_TASKS:_
[1] In the text on attention-grabbing leads, copy the lines between "Bigmama’s by Donald" and "(setting the mood)", inclusive, renaming "description of a person" as "portrait of a person".
[2] Decide whether each statement agrees with the text on attention-grabbing leads. Answer yes or no for each, quoting the words of the text that settle it.
(a) Young writers often start with a generic lead that is boring and dry.
(b) Owl Moon is given as a mentor text for a quote lead.
(c) The mini-lesson opens with the teacher giving students a firm handshake.

Attention-Grabbing Leads


Writing Trait/Strategy:

Mentor Text Suggestions:
Hey Al by Arthur Yorinks (description of character and question)
Bigmama’s by Donald Crews (question)
My Mama Had a Dancing Heart by Libba Moore Gray (description of a person)
Owl Moon by Jane Yolen (setting the mood)
All About Owls by Jim Arnosky (question lead)
Vote! by Eileen Christelow (What if..? Scenario)
The Story of Ruby Bridges by Robert Coles (quote)
My Brother Martin by Christine King Farris (anecdote)

It is amazing how even this one mini-lesson can dramatically improve student writing. When a writer begins with a good lead s/he sets the tone for the entire story and entices the reader to read on. It is important that the first few sentences of a story grab the reader’s attention. Young writers often fall into the trap of beginning with a generic lead that is boring and dry. We can begin to teach students how to develop good leads by first showing them how not to grab the reader’s attention. I begin this mini-lesson by shaking my students’ hands using a limp handshake. I explain that when we meet someone for the first time, we want to look them in the eye, smile, and give them a firm handshake. In other words, we want to make a good first impression. Writers want to do the same thing.

_Records from a collection:_

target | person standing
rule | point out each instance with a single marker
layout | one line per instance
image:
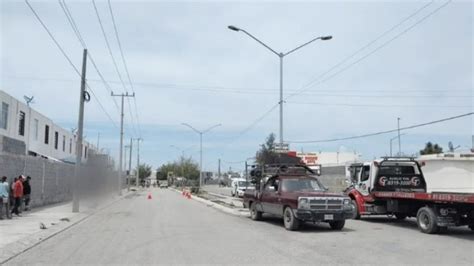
(4, 198)
(27, 193)
(17, 194)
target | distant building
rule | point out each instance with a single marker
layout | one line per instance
(27, 132)
(329, 158)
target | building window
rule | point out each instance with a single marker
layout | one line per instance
(36, 125)
(56, 139)
(46, 134)
(4, 116)
(21, 124)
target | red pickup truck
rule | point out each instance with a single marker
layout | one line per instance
(295, 194)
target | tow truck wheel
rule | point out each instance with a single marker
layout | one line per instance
(337, 225)
(356, 210)
(426, 220)
(254, 213)
(290, 221)
(400, 216)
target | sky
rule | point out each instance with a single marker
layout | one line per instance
(406, 59)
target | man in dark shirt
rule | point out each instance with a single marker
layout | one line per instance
(27, 192)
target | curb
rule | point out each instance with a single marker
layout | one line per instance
(28, 242)
(217, 206)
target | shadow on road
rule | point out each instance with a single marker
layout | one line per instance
(304, 227)
(410, 224)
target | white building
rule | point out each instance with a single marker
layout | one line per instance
(329, 158)
(39, 134)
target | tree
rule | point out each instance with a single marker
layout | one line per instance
(431, 149)
(267, 153)
(184, 167)
(144, 171)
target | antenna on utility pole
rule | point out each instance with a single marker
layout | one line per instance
(123, 95)
(83, 97)
(28, 100)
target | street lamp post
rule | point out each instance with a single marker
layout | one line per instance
(280, 55)
(182, 156)
(200, 146)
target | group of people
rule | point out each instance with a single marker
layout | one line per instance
(15, 198)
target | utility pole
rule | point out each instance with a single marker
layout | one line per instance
(130, 158)
(138, 161)
(399, 142)
(219, 170)
(83, 96)
(121, 139)
(98, 141)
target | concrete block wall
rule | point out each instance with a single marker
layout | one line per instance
(12, 146)
(333, 178)
(50, 183)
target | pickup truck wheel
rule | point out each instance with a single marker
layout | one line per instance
(400, 216)
(426, 220)
(356, 210)
(337, 225)
(289, 220)
(254, 213)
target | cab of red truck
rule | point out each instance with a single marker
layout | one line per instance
(295, 194)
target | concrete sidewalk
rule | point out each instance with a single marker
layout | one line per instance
(21, 233)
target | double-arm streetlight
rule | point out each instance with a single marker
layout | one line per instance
(280, 55)
(394, 138)
(200, 132)
(182, 156)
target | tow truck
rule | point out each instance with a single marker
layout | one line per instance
(294, 193)
(397, 187)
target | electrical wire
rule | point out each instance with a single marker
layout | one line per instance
(125, 65)
(69, 60)
(74, 27)
(114, 62)
(381, 105)
(384, 132)
(312, 83)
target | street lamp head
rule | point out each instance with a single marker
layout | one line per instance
(234, 28)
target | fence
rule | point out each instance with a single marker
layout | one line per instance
(51, 182)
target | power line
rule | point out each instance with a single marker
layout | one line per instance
(68, 59)
(113, 60)
(312, 83)
(382, 105)
(383, 132)
(125, 65)
(73, 24)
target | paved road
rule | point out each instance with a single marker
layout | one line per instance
(169, 229)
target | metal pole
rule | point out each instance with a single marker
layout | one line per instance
(399, 142)
(138, 162)
(130, 158)
(219, 170)
(391, 147)
(200, 160)
(120, 154)
(80, 126)
(98, 141)
(246, 175)
(281, 100)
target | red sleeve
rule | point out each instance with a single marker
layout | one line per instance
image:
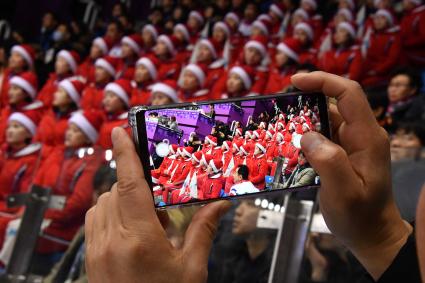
(391, 58)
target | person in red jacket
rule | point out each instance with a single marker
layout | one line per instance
(344, 59)
(144, 78)
(412, 31)
(284, 66)
(66, 65)
(18, 161)
(131, 47)
(214, 183)
(383, 52)
(165, 50)
(66, 100)
(22, 91)
(192, 84)
(99, 48)
(69, 174)
(116, 102)
(21, 60)
(105, 72)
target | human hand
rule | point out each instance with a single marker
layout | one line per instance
(355, 196)
(125, 241)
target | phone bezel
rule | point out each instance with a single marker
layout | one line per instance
(137, 122)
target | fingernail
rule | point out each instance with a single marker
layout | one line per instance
(115, 135)
(311, 141)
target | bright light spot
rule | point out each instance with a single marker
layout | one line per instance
(264, 203)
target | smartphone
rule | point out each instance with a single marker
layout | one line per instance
(199, 152)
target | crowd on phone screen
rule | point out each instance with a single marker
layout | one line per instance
(234, 163)
(70, 87)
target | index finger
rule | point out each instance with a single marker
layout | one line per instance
(134, 196)
(351, 100)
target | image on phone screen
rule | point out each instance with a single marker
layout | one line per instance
(206, 151)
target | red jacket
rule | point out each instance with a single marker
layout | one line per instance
(52, 128)
(72, 177)
(106, 129)
(413, 36)
(382, 55)
(46, 93)
(343, 62)
(92, 97)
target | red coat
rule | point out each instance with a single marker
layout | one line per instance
(52, 128)
(46, 93)
(92, 97)
(106, 129)
(212, 186)
(87, 69)
(258, 169)
(382, 56)
(278, 80)
(343, 62)
(413, 36)
(71, 177)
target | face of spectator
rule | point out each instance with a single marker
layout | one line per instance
(95, 52)
(234, 84)
(399, 88)
(380, 22)
(161, 49)
(16, 62)
(101, 75)
(16, 94)
(252, 56)
(404, 145)
(112, 103)
(141, 74)
(302, 36)
(16, 133)
(61, 66)
(159, 98)
(74, 137)
(204, 54)
(245, 219)
(113, 32)
(341, 36)
(190, 82)
(281, 59)
(61, 98)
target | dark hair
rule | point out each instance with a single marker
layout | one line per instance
(104, 176)
(415, 80)
(243, 171)
(416, 128)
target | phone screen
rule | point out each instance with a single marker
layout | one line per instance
(208, 151)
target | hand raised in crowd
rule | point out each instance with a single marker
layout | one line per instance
(125, 241)
(355, 196)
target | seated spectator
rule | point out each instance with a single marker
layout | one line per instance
(383, 50)
(344, 59)
(116, 102)
(405, 103)
(21, 59)
(66, 65)
(66, 100)
(105, 72)
(412, 31)
(144, 78)
(100, 47)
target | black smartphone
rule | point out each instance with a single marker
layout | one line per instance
(204, 151)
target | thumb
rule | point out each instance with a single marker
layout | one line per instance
(201, 231)
(332, 164)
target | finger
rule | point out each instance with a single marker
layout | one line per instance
(201, 231)
(332, 164)
(134, 195)
(351, 100)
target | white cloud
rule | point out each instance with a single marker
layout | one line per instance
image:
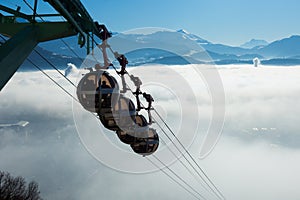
(246, 164)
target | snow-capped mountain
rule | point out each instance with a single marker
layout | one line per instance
(193, 37)
(179, 47)
(254, 43)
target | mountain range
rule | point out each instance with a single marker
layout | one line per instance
(178, 47)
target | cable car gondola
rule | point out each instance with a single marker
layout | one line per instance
(97, 88)
(119, 117)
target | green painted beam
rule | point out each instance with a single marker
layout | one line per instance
(47, 30)
(24, 37)
(15, 51)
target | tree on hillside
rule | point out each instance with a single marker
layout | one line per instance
(12, 188)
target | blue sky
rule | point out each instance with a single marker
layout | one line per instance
(230, 22)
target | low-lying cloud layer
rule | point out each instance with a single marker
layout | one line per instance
(257, 157)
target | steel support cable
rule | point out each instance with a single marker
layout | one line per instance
(182, 163)
(52, 80)
(215, 190)
(175, 174)
(181, 184)
(210, 181)
(54, 67)
(177, 146)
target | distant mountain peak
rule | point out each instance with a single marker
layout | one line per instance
(183, 31)
(194, 37)
(254, 43)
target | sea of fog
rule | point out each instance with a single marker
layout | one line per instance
(256, 157)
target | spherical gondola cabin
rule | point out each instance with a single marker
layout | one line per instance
(119, 117)
(147, 144)
(97, 89)
(140, 129)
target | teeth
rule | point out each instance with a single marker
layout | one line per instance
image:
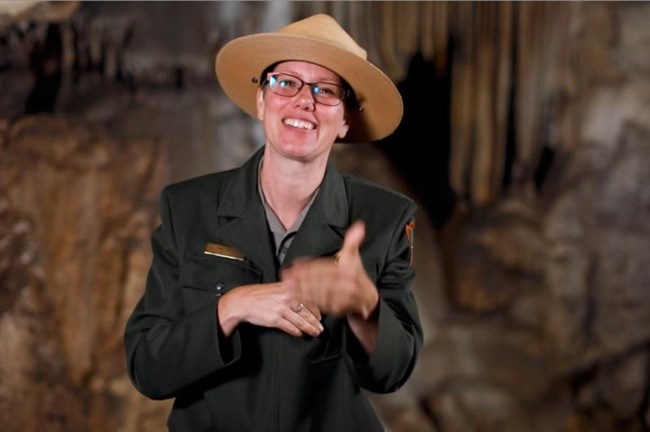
(299, 124)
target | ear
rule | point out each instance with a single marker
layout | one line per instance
(260, 103)
(345, 127)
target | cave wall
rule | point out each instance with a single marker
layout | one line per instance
(535, 302)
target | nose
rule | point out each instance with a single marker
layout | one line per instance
(305, 99)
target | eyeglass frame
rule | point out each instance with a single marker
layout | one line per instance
(312, 85)
(350, 99)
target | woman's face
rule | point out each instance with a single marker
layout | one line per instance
(298, 127)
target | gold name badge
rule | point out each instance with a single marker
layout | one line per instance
(223, 251)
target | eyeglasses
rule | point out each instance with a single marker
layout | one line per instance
(288, 85)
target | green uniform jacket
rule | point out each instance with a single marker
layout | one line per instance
(261, 379)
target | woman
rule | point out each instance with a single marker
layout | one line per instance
(280, 289)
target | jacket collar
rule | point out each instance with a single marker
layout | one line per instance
(245, 227)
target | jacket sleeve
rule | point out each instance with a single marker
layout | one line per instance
(168, 347)
(400, 332)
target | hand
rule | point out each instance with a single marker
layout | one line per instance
(268, 305)
(338, 288)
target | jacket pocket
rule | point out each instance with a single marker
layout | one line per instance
(203, 279)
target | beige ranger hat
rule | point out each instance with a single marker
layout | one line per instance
(318, 39)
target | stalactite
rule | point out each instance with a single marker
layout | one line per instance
(497, 49)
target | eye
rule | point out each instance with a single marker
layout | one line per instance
(325, 90)
(288, 82)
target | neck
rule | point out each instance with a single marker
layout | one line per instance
(289, 185)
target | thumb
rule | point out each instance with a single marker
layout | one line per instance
(353, 238)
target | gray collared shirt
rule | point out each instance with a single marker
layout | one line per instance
(282, 237)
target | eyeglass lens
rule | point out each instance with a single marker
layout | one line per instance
(289, 85)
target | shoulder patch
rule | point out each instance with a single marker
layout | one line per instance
(409, 229)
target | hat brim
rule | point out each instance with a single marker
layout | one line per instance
(240, 62)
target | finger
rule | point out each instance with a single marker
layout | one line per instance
(312, 319)
(307, 323)
(315, 311)
(289, 327)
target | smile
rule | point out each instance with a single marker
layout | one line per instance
(300, 124)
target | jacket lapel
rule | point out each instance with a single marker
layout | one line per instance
(323, 228)
(243, 225)
(242, 221)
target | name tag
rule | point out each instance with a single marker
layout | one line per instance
(223, 251)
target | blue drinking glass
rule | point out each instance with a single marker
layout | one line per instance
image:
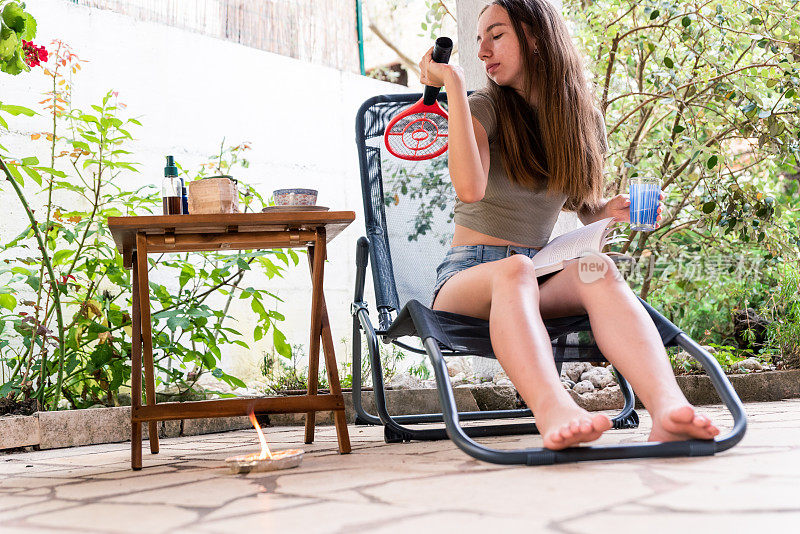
(645, 196)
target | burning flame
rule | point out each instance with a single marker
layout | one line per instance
(265, 453)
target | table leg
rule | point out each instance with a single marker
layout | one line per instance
(340, 419)
(339, 416)
(147, 335)
(316, 258)
(136, 371)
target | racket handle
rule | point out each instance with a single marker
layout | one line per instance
(441, 54)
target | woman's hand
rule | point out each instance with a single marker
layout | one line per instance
(437, 74)
(619, 207)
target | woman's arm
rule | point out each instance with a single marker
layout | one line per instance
(617, 207)
(588, 216)
(468, 144)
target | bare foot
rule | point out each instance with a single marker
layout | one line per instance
(680, 423)
(563, 424)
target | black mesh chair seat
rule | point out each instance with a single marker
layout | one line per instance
(470, 335)
(408, 213)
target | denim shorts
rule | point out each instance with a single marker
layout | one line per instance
(463, 257)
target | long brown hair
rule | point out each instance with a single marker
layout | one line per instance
(558, 145)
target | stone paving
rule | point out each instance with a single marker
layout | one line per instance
(410, 487)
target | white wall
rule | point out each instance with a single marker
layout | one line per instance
(190, 91)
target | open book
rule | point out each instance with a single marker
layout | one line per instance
(570, 246)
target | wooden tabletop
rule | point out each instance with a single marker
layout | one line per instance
(124, 229)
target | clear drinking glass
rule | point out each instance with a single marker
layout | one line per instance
(645, 194)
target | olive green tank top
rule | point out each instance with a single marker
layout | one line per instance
(507, 210)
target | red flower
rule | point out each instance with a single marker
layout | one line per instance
(33, 54)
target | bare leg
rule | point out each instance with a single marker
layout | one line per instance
(509, 290)
(628, 338)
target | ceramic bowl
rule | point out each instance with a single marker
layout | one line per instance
(295, 197)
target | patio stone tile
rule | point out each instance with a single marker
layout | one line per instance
(463, 523)
(662, 522)
(210, 493)
(773, 494)
(319, 518)
(105, 488)
(548, 491)
(421, 486)
(117, 517)
(262, 502)
(9, 502)
(30, 510)
(127, 472)
(31, 483)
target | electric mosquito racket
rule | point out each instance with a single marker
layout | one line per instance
(420, 131)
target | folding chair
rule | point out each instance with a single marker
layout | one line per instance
(406, 239)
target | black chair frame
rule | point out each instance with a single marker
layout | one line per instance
(416, 319)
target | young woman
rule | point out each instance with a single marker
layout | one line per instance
(527, 146)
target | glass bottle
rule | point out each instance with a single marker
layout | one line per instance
(171, 190)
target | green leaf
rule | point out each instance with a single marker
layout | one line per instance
(8, 301)
(17, 110)
(48, 170)
(61, 256)
(101, 355)
(30, 27)
(33, 174)
(279, 341)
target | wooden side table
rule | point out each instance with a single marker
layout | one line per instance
(136, 237)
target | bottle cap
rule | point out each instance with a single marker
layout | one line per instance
(170, 169)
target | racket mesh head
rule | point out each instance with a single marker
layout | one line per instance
(418, 136)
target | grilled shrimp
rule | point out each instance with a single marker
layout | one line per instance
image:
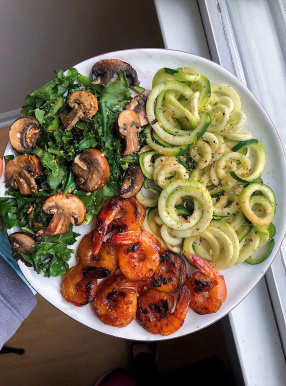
(207, 287)
(79, 285)
(171, 274)
(107, 259)
(154, 312)
(117, 214)
(138, 256)
(115, 303)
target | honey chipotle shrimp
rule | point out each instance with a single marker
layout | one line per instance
(115, 303)
(154, 312)
(79, 285)
(117, 214)
(138, 256)
(106, 261)
(207, 287)
(172, 272)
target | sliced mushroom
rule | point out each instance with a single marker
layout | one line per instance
(132, 183)
(84, 105)
(138, 105)
(21, 243)
(21, 172)
(66, 209)
(91, 169)
(106, 71)
(128, 128)
(24, 133)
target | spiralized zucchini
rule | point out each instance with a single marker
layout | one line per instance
(217, 205)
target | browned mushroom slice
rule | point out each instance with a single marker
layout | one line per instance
(128, 128)
(138, 105)
(24, 133)
(21, 172)
(21, 243)
(84, 105)
(106, 71)
(91, 169)
(132, 183)
(66, 209)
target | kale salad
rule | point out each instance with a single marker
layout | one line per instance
(56, 149)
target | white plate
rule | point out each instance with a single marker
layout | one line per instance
(240, 279)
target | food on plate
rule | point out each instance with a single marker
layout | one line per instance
(154, 312)
(91, 169)
(171, 175)
(138, 256)
(128, 128)
(107, 71)
(132, 182)
(138, 105)
(21, 172)
(22, 243)
(117, 214)
(106, 259)
(171, 273)
(66, 209)
(24, 133)
(79, 285)
(84, 106)
(115, 303)
(207, 287)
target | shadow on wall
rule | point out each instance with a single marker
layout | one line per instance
(38, 37)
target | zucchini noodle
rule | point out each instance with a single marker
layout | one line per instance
(216, 206)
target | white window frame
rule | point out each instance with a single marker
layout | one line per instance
(257, 325)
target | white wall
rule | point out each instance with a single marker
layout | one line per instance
(37, 37)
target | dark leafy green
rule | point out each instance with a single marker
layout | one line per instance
(56, 149)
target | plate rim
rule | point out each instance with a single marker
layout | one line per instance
(152, 337)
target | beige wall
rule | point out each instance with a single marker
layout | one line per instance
(37, 37)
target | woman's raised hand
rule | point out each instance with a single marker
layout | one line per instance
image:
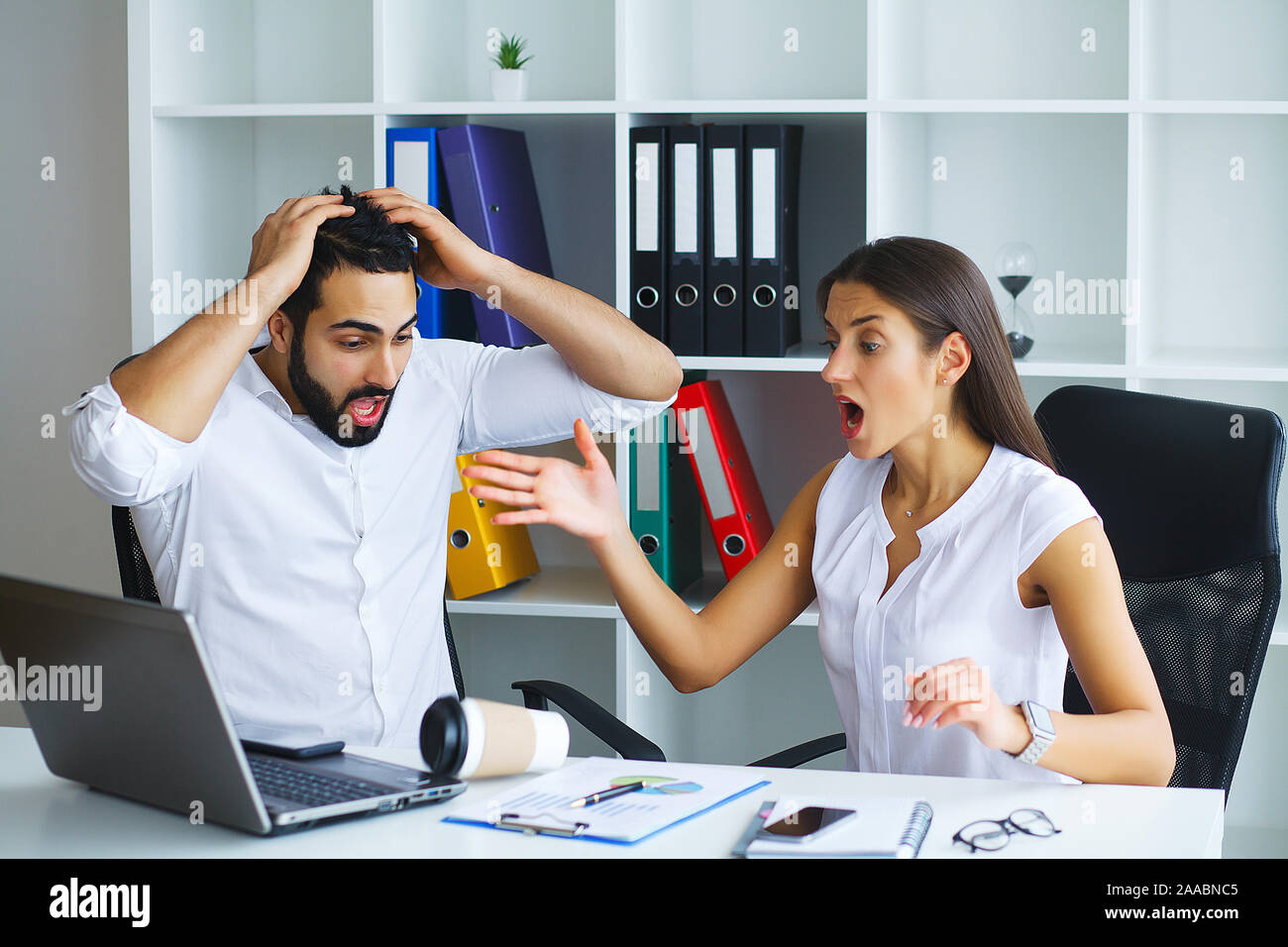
(550, 489)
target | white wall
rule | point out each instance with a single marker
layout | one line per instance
(64, 315)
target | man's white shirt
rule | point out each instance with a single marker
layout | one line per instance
(316, 571)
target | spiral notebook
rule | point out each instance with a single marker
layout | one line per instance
(884, 827)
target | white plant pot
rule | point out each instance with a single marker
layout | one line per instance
(509, 85)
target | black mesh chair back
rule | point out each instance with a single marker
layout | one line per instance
(137, 579)
(1186, 489)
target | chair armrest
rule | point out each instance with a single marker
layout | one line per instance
(804, 753)
(619, 737)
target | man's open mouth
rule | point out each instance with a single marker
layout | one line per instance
(366, 411)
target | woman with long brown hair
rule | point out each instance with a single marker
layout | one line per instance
(956, 571)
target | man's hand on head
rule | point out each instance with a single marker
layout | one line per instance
(282, 248)
(445, 257)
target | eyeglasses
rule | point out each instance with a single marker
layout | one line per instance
(990, 835)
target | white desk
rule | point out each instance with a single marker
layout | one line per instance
(44, 815)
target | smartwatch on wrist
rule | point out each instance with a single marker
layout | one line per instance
(1041, 728)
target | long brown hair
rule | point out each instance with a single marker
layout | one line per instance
(941, 291)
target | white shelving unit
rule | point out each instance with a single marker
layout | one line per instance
(1125, 140)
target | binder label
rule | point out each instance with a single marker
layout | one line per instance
(724, 202)
(764, 174)
(709, 467)
(686, 197)
(647, 198)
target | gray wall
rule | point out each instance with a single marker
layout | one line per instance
(65, 274)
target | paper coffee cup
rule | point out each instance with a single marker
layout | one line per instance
(481, 738)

_RESPONSES TO THE TASKS:_
[1]
Bigmama’s by Donald Crews (question)
My Mama Had a Dancing Heart by Libba Moore Gray (portrait of a person)
Owl Moon by Jane Yolen (setting the mood)

[2]
(a) Yes: "Young writers often fall into the trap of beginning with a generic lead that is boring and dry."
(b) No: "Owl Moon by Jane Yolen (setting the mood)"
(c) No: "I begin this mini-lesson by shaking my students’ hands using a limp handshake."